** Opening SOURCE DOCUMENT block **

2. Not all election fraud is a miscount of ballots. Throwing out minorities' registrations is also election fraud, and you can't fight that with more-reliable ballots.
3. The best solution might not be a technology solution. Paper ballots make it hard to scale fraud. But that's not enough, since fraud doesn't always need to scale.
4. Early voting and absentee voting need to be taken into considerations and are a growing part of voting in the US.
5. If software systems are used in voting, tallying, or anything connected to election results, the systems should be open to inspection and to pen testing.
2. Because the average voter cannot possibly understand and verify the security properties of that setup.
NB: this is not an indication of which side I fall on the debate, it is an observation.
[EDIT] Also, I'm aware similar issues exist with a website, but it seems a lot of focus goes on the actual machine.
Verifying actual real identity over the internet is impossible. Even if you did webcam-based biometric authentication of identity - these are fooled by a photograph. Going to a polling station and verifying your identity to a human being is much harder to fake, and almost impossible to scale.
The web is an untrustworthy delivery mechanism. What say if a nation state wants to disrupt your election, and starts DDoSing the hell out of it all. Protecting against such attacks at that scale would be extremely difficult.
Also on the topic of state-level disruption, it is well known that orgs such as GCHQ, the NSA etc. hoard zero-days. How do you know your extensively tested system isn't vulnerable to a zero-day that another state has and you don't?
When I created my government account I provided passport and driving licence numbers on top of the above.
I feel this invalidates your veracity point, and probably the scaling point too?
The second and third points seem more viable and are potential issues. Especially the third, this would be the main concern IMO. Though I'm sure there are protections against this too (thinking virtually distributed).
Why did anyone ever think computerising voting was a good or useful idea?
It isn't even definitively known who invented blockchain, it is behind the pyramid scheme known as bitcoin and no, no way should that ever be used in voting system computers.
Things like land ownership is vulnerable to manipulation. We don't think about it much in the west because our governments don't change the name of the owner of your house for money, but it's a real problem in corrupt countries.
It's also a major problem in shipping. Where ownership of containers is done with paper forms, that because of corruption have a higher cost of shipping than the actual container itself, and containers still get claimed with faked forms.
Know what Mærsk did to secure the container contracts? They used the block chain.
Much like container forms or land contracts, paper votes are only safe if your system isn't corrupt. With the block chain you could remove the need of relying on the system to be honest because everyone would be able to read the record.
Right now you rely on independent observers, and I hate to tell you this, but we've been unable to influence elections in corrupt countries so far.
When Putin wins with 900% of the votes in regions that hate him you can say that it seems unlikely, if they'd used block chain you would be able to see that it was a lie.
You could even create your ballot offline, even by hand.
It could come useful, e.g., for keeping census data to avoid some forms of fraud. E.g. prevent rouge organizers loading elections with "dead souls" voters (Gogol-style). But I don't see any immediate use for election themselves.
Say, the blocks would store anonymized votes (nothing about blockchain itself implements the anonymization). One immediate issue I see is that blockchain only verifies integrity of the blocks after they're in there and out to the public, so it could be verified. Sending them too early would skew election results (observers would be able to see the intermediate results and bias their votes accordingly), and sending them too late would probably make blockchain mostly pointless.

** Closing SOURCE DOCUMENT block **
** Opening DATA PROVIDED block **

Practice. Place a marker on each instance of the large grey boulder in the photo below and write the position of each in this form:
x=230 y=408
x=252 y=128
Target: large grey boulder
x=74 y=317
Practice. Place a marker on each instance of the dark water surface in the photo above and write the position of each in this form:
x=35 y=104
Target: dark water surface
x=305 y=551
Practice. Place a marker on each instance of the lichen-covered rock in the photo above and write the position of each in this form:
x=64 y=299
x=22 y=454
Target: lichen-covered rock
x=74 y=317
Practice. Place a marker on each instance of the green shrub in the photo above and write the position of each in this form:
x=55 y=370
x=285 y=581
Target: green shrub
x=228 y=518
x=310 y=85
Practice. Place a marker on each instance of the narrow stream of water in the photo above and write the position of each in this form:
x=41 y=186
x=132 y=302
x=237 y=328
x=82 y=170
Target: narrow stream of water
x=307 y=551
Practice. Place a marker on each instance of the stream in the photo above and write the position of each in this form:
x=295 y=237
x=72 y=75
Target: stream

** Closing DATA PROVIDED block **

=== EXERCISE SET ===
• 1. Edit the discussion of election security by rewriting everything from "Verifying actual real" down to "impossible to scale." with "polling station" changed to "voting booth".
• 2. Answer these questions about the discussion of election security:
(a) According to the discussion, what fools webcam-based biometric authentication of identity?
(b) What numbers did the writer provide when creating a government account?
(c) What did Mærsk use to secure the container contracts?
The lines have no connection to the discussion of election security.

=== WRITTEN ANSWERS ===
• 1.
Verifying actual real identity over the internet is impossible. Even if you did webcam-based biometric authentication of identity - these are fooled by a photograph. Going to a voting booth and verifying your identity to a human being is much harder to fake, and almost impossible to scale.

• 2.
(a) A photograph.
(b) Passport and driving licence numbers.
(c) The block chain.